--- RECORDED DATA ---

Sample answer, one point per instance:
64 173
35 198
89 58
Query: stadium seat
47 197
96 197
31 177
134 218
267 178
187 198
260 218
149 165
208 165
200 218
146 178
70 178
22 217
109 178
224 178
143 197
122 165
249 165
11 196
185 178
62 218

---

◆ WHAT THE EXERCISE ASKS
Whatever appears in the data above must be copied word for word.

◆ RESPONSE TO THIS EXERCISE
Sample answer, one point per instance:
64 173
35 198
89 58
Query: stadium seat
47 197
96 197
31 177
134 218
267 178
187 198
260 218
149 165
208 165
200 218
146 178
70 178
22 217
109 178
224 178
143 197
122 165
249 165
11 196
185 178
62 218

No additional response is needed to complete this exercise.